[start]

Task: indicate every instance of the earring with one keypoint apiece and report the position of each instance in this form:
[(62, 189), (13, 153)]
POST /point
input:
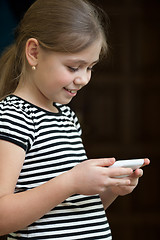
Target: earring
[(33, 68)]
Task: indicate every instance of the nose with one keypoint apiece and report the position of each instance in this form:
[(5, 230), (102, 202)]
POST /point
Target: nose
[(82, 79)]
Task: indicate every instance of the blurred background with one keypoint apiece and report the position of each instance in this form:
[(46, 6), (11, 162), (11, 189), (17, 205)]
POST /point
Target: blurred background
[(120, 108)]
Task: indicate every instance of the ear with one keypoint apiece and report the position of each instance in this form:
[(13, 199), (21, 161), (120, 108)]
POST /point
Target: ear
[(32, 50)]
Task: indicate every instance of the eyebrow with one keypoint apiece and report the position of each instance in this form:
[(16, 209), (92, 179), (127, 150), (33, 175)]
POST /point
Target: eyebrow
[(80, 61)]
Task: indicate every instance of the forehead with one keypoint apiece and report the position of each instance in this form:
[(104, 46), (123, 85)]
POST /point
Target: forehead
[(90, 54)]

[end]
[start]

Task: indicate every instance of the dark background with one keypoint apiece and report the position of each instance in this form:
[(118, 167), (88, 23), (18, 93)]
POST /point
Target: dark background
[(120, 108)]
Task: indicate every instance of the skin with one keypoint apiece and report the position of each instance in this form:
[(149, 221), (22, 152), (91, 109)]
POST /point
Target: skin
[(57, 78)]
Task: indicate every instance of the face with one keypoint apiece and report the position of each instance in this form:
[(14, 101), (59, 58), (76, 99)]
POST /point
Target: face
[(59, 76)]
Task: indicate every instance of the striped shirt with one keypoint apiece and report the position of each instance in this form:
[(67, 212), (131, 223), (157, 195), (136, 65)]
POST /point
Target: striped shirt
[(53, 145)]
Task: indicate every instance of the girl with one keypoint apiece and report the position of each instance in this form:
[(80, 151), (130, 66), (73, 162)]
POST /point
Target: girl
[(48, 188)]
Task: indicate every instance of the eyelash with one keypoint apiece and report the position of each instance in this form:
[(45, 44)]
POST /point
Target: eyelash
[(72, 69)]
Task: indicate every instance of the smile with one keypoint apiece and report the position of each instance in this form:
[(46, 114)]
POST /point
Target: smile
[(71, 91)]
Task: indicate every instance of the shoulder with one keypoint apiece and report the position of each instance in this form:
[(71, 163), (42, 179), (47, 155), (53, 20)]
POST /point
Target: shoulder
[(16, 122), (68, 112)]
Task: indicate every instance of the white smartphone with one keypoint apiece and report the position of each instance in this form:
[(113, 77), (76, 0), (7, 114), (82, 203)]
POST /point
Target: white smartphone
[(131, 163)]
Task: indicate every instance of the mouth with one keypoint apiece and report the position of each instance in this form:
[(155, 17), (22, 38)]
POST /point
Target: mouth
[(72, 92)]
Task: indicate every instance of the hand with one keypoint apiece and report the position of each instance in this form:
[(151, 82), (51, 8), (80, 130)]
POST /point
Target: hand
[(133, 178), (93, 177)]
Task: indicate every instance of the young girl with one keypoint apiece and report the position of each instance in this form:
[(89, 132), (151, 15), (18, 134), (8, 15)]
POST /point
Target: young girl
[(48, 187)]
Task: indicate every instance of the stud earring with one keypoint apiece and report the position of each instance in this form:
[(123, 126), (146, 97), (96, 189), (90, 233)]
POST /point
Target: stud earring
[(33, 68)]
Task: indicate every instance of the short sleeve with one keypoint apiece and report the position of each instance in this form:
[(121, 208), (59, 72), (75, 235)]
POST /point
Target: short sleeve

[end]

= Problem details =
Render the material from the line with "Task: indicate every instance of the mouth" up to and including the line with "Target: short sleeve" as a Markdown table with the columns n and Line, numbering each row and leaving out blank lines.

= Complete answer =
| n | Line |
|---|---|
| 1 | Task: indicate every instance of the mouth with one keypoint apiece and report the position of each instance in this form: |
| 2 | [(155, 17), (22, 38)] |
| 3 | POST /point |
| 4 | Target: mouth |
| 5 | [(72, 92)] |
| 6 | Task: indicate every instance of the hand with one keypoint apiece and report the position of each instance in this form: |
| 7 | [(151, 82), (51, 8), (80, 130)] |
| 8 | POST /point |
| 9 | Target: hand |
| 10 | [(133, 178), (93, 177)] |
| 11 | Task: indicate every instance of the young girl with one keypoint apiece and report the position of each instance in this form: |
| 12 | [(89, 132), (151, 15), (18, 134), (8, 15)] |
| 13 | POST /point |
| 14 | Target: young girl |
| 15 | [(48, 187)] |
| 16 | Task: indicate every instance of the stud earring with one keypoint apiece and report the position of each instance in this form: |
| 17 | [(123, 126), (146, 97), (96, 189), (90, 233)] |
| 18 | POST /point |
| 19 | Target: stud earring |
| 20 | [(33, 68)] |
| 21 | Task: indicate every instance of the short sleeve with one keypoint apiece and report the position of each instance in this form: |
| 22 | [(121, 208), (59, 72), (75, 235)] |
| 23 | POST /point |
| 24 | Target: short sleeve |